■ CHALLENGE
In your copy, reproduce the entries exactly as they are, minus the images.

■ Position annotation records
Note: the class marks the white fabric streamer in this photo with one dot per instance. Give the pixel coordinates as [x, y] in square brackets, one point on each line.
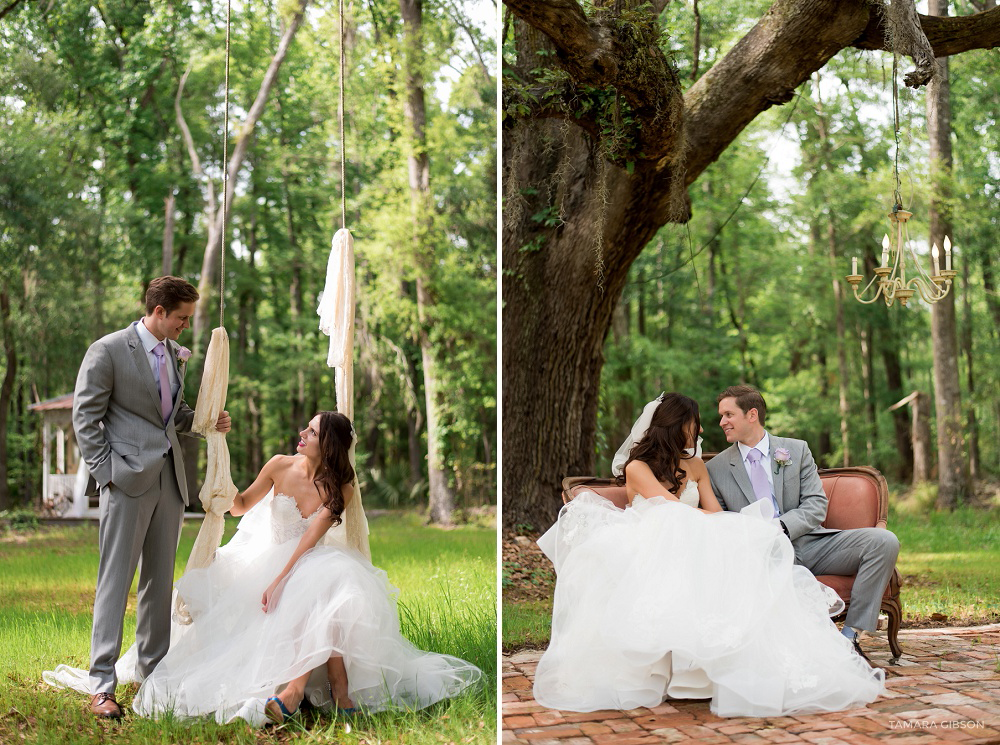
[336, 320]
[218, 490]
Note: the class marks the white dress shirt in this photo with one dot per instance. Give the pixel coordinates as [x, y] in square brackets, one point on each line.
[764, 446]
[148, 342]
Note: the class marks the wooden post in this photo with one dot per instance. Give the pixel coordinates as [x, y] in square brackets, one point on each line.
[46, 457]
[920, 433]
[60, 450]
[168, 235]
[921, 437]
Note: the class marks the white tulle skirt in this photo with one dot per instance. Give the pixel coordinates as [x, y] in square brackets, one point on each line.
[660, 600]
[234, 656]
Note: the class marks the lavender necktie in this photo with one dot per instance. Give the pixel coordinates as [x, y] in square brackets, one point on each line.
[166, 397]
[758, 479]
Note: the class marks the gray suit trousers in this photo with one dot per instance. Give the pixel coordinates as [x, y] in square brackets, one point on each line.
[868, 552]
[146, 527]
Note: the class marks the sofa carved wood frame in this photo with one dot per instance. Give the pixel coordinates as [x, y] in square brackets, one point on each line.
[859, 498]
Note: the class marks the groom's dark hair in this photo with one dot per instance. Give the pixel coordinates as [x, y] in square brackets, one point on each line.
[747, 397]
[169, 292]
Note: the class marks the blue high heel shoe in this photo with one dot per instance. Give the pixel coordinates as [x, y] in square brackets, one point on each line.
[276, 710]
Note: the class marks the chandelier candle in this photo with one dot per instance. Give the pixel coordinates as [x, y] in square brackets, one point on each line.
[891, 282]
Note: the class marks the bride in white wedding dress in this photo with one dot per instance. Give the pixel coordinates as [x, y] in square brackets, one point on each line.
[672, 597]
[282, 615]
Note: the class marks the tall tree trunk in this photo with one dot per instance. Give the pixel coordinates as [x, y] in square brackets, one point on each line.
[953, 469]
[441, 499]
[867, 380]
[414, 422]
[900, 422]
[215, 213]
[299, 415]
[843, 374]
[254, 450]
[6, 390]
[168, 235]
[562, 282]
[921, 406]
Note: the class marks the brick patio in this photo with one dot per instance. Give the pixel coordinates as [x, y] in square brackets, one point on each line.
[946, 689]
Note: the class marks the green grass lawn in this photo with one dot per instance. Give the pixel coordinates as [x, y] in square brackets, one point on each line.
[447, 582]
[950, 563]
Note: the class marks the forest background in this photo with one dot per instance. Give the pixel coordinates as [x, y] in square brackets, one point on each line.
[111, 156]
[751, 288]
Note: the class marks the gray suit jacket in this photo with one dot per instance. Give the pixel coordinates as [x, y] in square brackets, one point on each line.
[797, 486]
[117, 418]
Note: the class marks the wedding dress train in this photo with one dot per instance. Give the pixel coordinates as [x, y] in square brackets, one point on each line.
[661, 600]
[234, 656]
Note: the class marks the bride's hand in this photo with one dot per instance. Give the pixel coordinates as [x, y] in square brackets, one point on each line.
[268, 600]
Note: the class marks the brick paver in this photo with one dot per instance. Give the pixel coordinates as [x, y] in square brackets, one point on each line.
[945, 689]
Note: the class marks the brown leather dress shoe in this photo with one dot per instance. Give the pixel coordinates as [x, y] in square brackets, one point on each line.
[860, 652]
[103, 705]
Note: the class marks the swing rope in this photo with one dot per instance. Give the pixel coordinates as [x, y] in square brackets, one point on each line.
[225, 178]
[343, 140]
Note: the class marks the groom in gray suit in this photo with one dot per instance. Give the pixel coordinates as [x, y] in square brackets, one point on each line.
[128, 409]
[782, 471]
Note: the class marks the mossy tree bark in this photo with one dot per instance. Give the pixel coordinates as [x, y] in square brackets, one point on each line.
[600, 144]
[954, 484]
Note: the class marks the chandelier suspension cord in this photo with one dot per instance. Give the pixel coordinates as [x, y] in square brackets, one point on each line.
[225, 180]
[896, 195]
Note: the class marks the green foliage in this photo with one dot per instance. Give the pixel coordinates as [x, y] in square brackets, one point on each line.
[19, 520]
[90, 148]
[447, 603]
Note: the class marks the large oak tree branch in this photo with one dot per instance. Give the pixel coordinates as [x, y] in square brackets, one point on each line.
[795, 39]
[216, 222]
[617, 56]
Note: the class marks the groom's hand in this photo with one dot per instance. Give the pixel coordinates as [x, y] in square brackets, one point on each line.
[224, 424]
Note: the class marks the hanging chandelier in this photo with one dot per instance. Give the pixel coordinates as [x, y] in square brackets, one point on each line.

■ RESPONSE TO THE TASK
Note: the class marks the white fabric streamer in this photo with one dot per instance. Give the pixel coordinates as [x, y] in square brackets, one point on each line.
[336, 320]
[218, 490]
Note: the class marks the white dress shirt in this photo with one dot per instance. Give the pixel coordinates as [x, y] in square brackets, one point on each line.
[764, 446]
[148, 342]
Note: the class marks the wooden post in this photo with one dot per instance. Give the pixel coordinates as [x, y] in square brackets, one point on each line.
[46, 457]
[920, 433]
[60, 450]
[168, 235]
[921, 437]
Note: the class marks the white tulle skirt in this photo with one dot per instance. Give the pixel coordinates as [x, y] in square brackets, one point on each line.
[660, 600]
[234, 656]
Note: the class marks the lavender necktie in this photo with one dot per instance. Give the pixel coordinates as [x, y] in square brackets, one point on each line.
[166, 397]
[758, 479]
Note: the class marks the gray suit trousers in this photo with one dot per instance. Give the pixel coordinates as [x, y] in square brackets, one point on each line.
[868, 552]
[146, 527]
Note: the class marks the sofa carved wood frame in this photo with one dot per instance. Give the pixel coordinates as [x, y] in square brackets, one point on each line.
[859, 498]
Note: the class marks the groom's dark hair in this photo with one dot per instance. Give the pixel coordinates as [x, y] in square brackets, one point on each line.
[747, 397]
[169, 292]
Note: the class marks the blue high heel shoe in this photo with one dot per instance. Give the pixel coordinates as [x, y] in square brackets, one point on each line.
[276, 710]
Note: the class marks the chandelier candle in this photo with one dot per instance. Give the pixel coordinates as [x, y] in square brackets, one point on each line.
[891, 282]
Note: the class marks the bride in white wedding dress in this photo with one dot per instance. Give the pixel coordinates as [x, y] in square brackets, one point on each line.
[672, 597]
[282, 615]
Note: the class marks the tall tree trunk in this photo with one dot per instance. Give the pixel coordinates as [x, y] in square brackets, one point on each line.
[953, 469]
[441, 499]
[867, 380]
[414, 422]
[900, 422]
[215, 213]
[299, 415]
[843, 374]
[254, 450]
[6, 390]
[168, 235]
[562, 282]
[921, 406]
Note: the class marks the brick patio in this photo with one dot per instance. Give the pixel coordinates as [x, y] in square brackets, one point on each line.
[946, 689]
Note: the class marks the green grass lawn in this photo with one dot per instance. Give the pixel coordinates as [x, y] in square brackets, one point on each line.
[447, 582]
[950, 563]
Note: the class marks the forest background in this photo with one dot per instance. Give the pixel coordinates as [x, y] in square brackets, one point on each line.
[111, 156]
[751, 288]
Note: the class marks the gray suit jacket in this photo with one dot per instance. Give the pixel coordinates as [x, y] in square brackets, one point on each line.
[797, 486]
[117, 418]
Note: the class marks the wedding dress train in this photo with one dot per instance. Give the pixel coordinates as [x, y] in square brackets, one point on each line.
[661, 600]
[234, 656]
Note: the class marks the bride's hand in this photo with one dot per instance. Give the pixel coordinates as [x, y] in square brackets, one point on each line.
[268, 600]
Note: the class marks the brick paver in this photo with one dot per instance. Give the pixel coordinates as [x, y] in square brackets, one point on each line.
[945, 689]
Note: the class marks the brown leather dress shoe in this photo with one dot per instance. Give the pixel coordinates as [x, y] in square brackets, one point on each line.
[860, 652]
[103, 705]
Note: the class marks the swing rope in this photo with one dot per instance. Give the pixel coordinates as [x, y] in square brackets, one point on each line.
[225, 178]
[343, 140]
Note: the class marks the groom in gray suit in this photo with one dot per instance. Give the pixel coordinates as [x, y] in square brackets, one point on each line.
[128, 409]
[782, 471]
Note: the class marks the mossy tree bark in this photo with one dot per instance. Give the pixel coordinates as [x, y] in square brackets, one point on each line.
[600, 144]
[954, 484]
Note: the class marks the chandelier suspension cord in this photo with one dot per instance. Give the pixel coordinates as [x, y] in square brackets, one point on each line.
[225, 180]
[896, 195]
Note: the class marks the green foliage in this photo with one dot per instance. Give the pixel coordinates as [x, y] in square brackets, one point on each line.
[19, 520]
[90, 148]
[447, 603]
Note: the class marks the large oak tree branch in this photo with one dot per instance. Give the pixel coordinates as [x, y] in square brackets, one point on each line.
[795, 39]
[216, 222]
[617, 56]
Note: the class marks the groom's hand in this photo with one dot per instance. Give the pixel coordinates as [x, y] in square brackets, one point on each line.
[224, 424]
Note: the class marks the hanging chandelier in this photo with one dot per instance. Give the pixel coordinates as [x, y] in square brackets, one point on each line.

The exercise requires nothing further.